> _EXCERPTED PASSAGE_:
============================================================
Deep Learning for Mechanical Engineering

Homework 06 - Solution

Due Tuesday, 05/05/2020, 3:30 PM


TA: Kangsan Lee and Namjeong Lee
Instructor: Prof. Seungchul Lee
http://iai.postech.ac.kr/
Industrial AI Lab at POSTECH
  • For your handwritten solution, scan or take a picture of them.

  • For your code, only .ipynb file will be graded.

    • Please write your NAME and student ID on your .ipynb files. ex) KangsanLee_20202467_HW06.ipynb
  • Please compress all the files to make a single .zip file

    • Please write your NAME and student ID on your .zip files. ex) NamjeongLee_20202467_HW06.zip
    • Submit it to LSM
  • Do not submit a printed version of your code. It will not be graded.
============================================================
> _TO-DO ITEM A_: Please pull out every line of the entries that contains the word "optional", treating case as significant.
The entries that follow have no connection to the homework instructions above.

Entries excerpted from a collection
============================================================
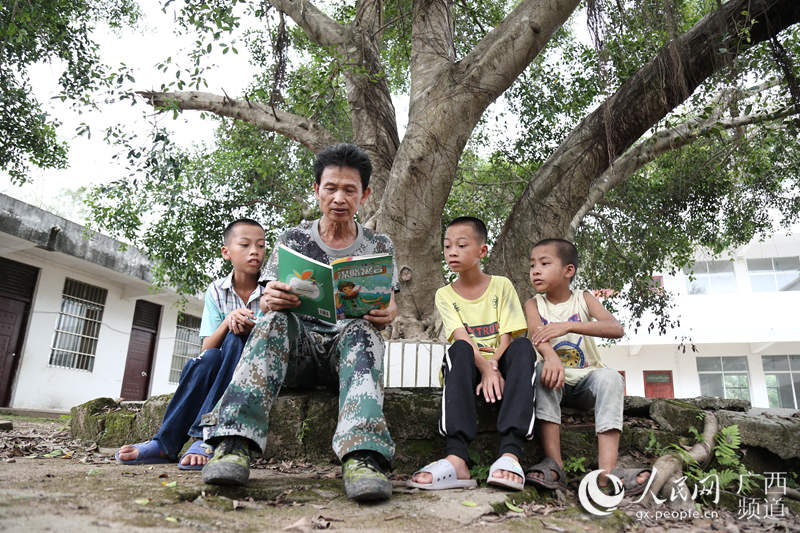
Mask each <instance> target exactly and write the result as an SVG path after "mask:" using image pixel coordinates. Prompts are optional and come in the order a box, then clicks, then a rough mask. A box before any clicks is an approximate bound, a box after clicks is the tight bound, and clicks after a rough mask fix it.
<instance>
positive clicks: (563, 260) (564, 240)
mask: <svg viewBox="0 0 800 533" xmlns="http://www.w3.org/2000/svg"><path fill="white" fill-rule="evenodd" d="M548 244H552V245H553V246H555V247H556V255H558V258H559V259H560V260H561V264H562V265H564V266H567V265H573V266H574V267H575V270H576V271H577V270H578V249H577V248H576V247H575V245H574V244H573V243H572V242H570V241H568V240H566V239H542V240H541V241H539V242H537V243H536V244H534V245H533V248H536V247H537V246H546V245H548ZM533 248H531V251H533Z"/></svg>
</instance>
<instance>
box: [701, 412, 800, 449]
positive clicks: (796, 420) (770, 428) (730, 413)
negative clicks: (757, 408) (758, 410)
mask: <svg viewBox="0 0 800 533" xmlns="http://www.w3.org/2000/svg"><path fill="white" fill-rule="evenodd" d="M717 419H718V420H719V423H720V425H721V426H732V425H734V424H735V425H737V426H739V434H740V435H741V437H742V444H743V445H745V446H758V447H761V448H764V449H766V450H769V451H770V452H772V453H774V454H775V455H777V456H778V457H780V458H781V459H790V458H797V457H800V420H798V419H797V418H794V417H781V416H774V417H772V416H767V415H764V414H760V415H750V414H747V413H740V412H737V411H719V412H718V413H717Z"/></svg>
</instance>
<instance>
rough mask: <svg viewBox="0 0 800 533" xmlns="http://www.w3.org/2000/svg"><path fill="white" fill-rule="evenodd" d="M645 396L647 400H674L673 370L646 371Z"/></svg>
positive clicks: (645, 381) (650, 370) (644, 372)
mask: <svg viewBox="0 0 800 533" xmlns="http://www.w3.org/2000/svg"><path fill="white" fill-rule="evenodd" d="M644 395H645V397H646V398H674V397H675V396H674V392H673V389H672V370H645V371H644Z"/></svg>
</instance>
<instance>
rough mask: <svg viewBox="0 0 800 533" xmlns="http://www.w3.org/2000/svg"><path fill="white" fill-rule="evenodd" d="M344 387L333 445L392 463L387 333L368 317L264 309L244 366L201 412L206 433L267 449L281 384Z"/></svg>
mask: <svg viewBox="0 0 800 533" xmlns="http://www.w3.org/2000/svg"><path fill="white" fill-rule="evenodd" d="M337 381H338V386H339V420H338V423H337V425H336V431H335V433H334V435H333V451H334V452H335V453H336V455H337V456H338V457H339V459H341V458H342V457H343V456H345V455H346V454H348V453H350V452H352V451H355V450H372V451H375V452H378V453H379V454H381V455H382V456H384V457H385V458H386V460H387V461H388V462H389V463H391V462H392V457H393V456H394V443H393V442H392V438H391V436H390V435H389V429H388V427H387V426H386V419H385V418H384V416H383V339H382V338H381V336H380V335H379V333H378V331H377V330H376V329H375V328H374V327H373V326H372V324H370V323H369V322H367V321H366V320H362V319H353V320H348V321H346V322H345V323H344V324H343V325H342V327H341V328H340V329H335V328H325V327H324V326H318V325H315V324H311V323H308V322H305V321H302V320H300V319H299V318H298V317H297V316H296V315H294V314H293V313H288V312H283V311H277V312H276V311H273V312H269V313H267V314H265V315H264V316H263V317H262V318H261V319H259V321H258V323H257V324H256V325H255V327H254V328H253V331H252V332H251V334H250V338H249V339H248V341H247V344H246V345H245V347H244V351H243V352H242V356H241V359H240V360H239V365H238V366H237V367H236V372H235V373H234V375H233V380H232V381H231V383H230V385H229V386H228V388H227V389H226V390H225V392H224V393H223V395H222V397H221V398H220V400H219V402H218V403H217V405H216V406H215V407H214V410H213V411H212V412H211V413H209V414H208V415H205V416H204V418H203V425H204V426H205V427H204V432H203V436H204V439H205V440H206V441H207V442H208V443H209V444H212V445H213V444H215V443H216V442H218V441H219V440H221V439H222V438H224V437H227V436H239V437H245V438H247V439H249V440H251V441H252V442H253V443H254V444H255V445H257V446H258V447H259V448H260V449H261V451H262V453H263V451H264V449H265V447H266V443H267V429H268V427H269V412H270V409H271V408H272V404H273V402H274V401H275V399H276V398H277V397H278V392H280V390H281V387H282V386H284V385H286V386H289V387H297V386H313V385H317V384H326V385H333V384H336V383H337Z"/></svg>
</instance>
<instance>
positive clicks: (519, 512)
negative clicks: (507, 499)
mask: <svg viewBox="0 0 800 533" xmlns="http://www.w3.org/2000/svg"><path fill="white" fill-rule="evenodd" d="M506 507H508V510H509V511H514V512H515V513H521V512H523V511H522V508H521V507H517V506H516V505H514V504H513V503H511V502H510V501H508V500H506Z"/></svg>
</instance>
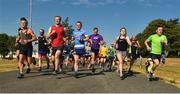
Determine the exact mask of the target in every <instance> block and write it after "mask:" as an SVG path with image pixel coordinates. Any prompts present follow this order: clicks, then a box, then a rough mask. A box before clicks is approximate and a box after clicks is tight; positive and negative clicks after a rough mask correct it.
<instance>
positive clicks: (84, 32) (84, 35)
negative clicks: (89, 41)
mask: <svg viewBox="0 0 180 94" xmlns="http://www.w3.org/2000/svg"><path fill="white" fill-rule="evenodd" d="M85 35H87V32H86V31H85V30H83V29H81V30H75V31H73V37H74V48H75V49H84V48H85V42H84V41H79V38H80V39H84V38H85Z"/></svg>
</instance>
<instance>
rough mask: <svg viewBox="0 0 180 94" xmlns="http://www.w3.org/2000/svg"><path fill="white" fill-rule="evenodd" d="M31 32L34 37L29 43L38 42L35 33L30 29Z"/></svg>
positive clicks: (36, 37)
mask: <svg viewBox="0 0 180 94" xmlns="http://www.w3.org/2000/svg"><path fill="white" fill-rule="evenodd" d="M29 32H30V34H31V36H32V39H30V40H29V42H33V41H36V40H37V37H36V35H35V33H34V32H33V31H32V29H29Z"/></svg>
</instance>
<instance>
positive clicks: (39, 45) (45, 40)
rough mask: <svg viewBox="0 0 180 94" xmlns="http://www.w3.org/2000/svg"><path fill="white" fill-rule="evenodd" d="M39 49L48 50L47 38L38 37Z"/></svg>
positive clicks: (42, 36) (42, 49) (44, 36)
mask: <svg viewBox="0 0 180 94" xmlns="http://www.w3.org/2000/svg"><path fill="white" fill-rule="evenodd" d="M38 44H39V45H38V48H39V49H41V50H46V49H47V41H46V37H45V36H39V37H38Z"/></svg>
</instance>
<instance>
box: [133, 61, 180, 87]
mask: <svg viewBox="0 0 180 94" xmlns="http://www.w3.org/2000/svg"><path fill="white" fill-rule="evenodd" d="M145 61H146V59H145V58H144V59H143V66H142V68H140V66H139V62H137V64H135V65H134V66H133V70H134V71H137V72H141V73H144V74H146V71H145V67H144V63H145ZM155 76H156V77H160V78H162V79H164V80H166V81H169V82H170V83H175V85H176V86H177V87H180V58H168V59H167V60H166V64H162V63H161V64H160V65H159V66H158V68H157V70H156V71H155Z"/></svg>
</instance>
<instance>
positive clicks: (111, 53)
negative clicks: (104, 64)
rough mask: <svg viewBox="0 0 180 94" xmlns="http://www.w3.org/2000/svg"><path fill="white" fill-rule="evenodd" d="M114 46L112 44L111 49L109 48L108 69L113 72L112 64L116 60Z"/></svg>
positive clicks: (108, 48)
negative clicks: (114, 59) (111, 70)
mask: <svg viewBox="0 0 180 94" xmlns="http://www.w3.org/2000/svg"><path fill="white" fill-rule="evenodd" d="M114 53H115V52H114V44H113V43H111V45H110V47H109V48H108V61H109V64H108V68H109V70H110V71H111V70H112V64H113V60H114Z"/></svg>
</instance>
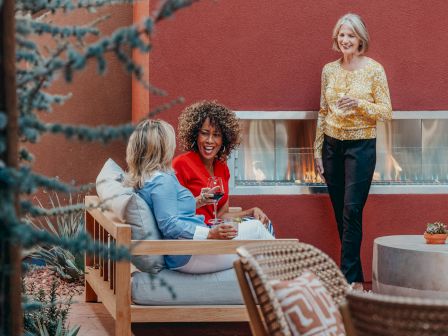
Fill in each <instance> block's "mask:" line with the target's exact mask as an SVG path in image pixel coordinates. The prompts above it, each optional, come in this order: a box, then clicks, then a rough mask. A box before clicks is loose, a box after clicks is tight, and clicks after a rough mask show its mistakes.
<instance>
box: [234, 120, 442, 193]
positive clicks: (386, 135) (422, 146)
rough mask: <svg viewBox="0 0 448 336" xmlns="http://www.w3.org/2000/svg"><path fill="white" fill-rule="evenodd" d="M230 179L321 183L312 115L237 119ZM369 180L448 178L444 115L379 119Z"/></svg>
============================================================
> _TO-DO ITEM B_:
Answer these questions using the homework instructions:
(i) When is the homework due?
(ii) What type of code file will be graded?
(iii) Where should the .zip file be submitted?

> _SOLUTION A_:
Mask each <instance> target exactly and write the result as an SVG path after "mask:" using image pixel coordinates. Prompts are optional and come in the order a box, then clicks, then a rough mask. A box before any clicks is an approximate bound, a box after clicks is the tight bound, and clicks after a rough mask fix it.
Fill in each <instance> block's "mask:" line with the target's exact mask as an SVG path in image pixel coordinates. The prompts above it, each optional, come in this order: a box, then clicks, then a rough mask. A box before clicks is loose, a box after clicks is tight, and clicks after a rough mask show its mistakes.

> _SOLUTION B_:
(i) Tuesday, 05/05/2020, 3:30 PM
(ii) The .ipynb file
(iii) LSM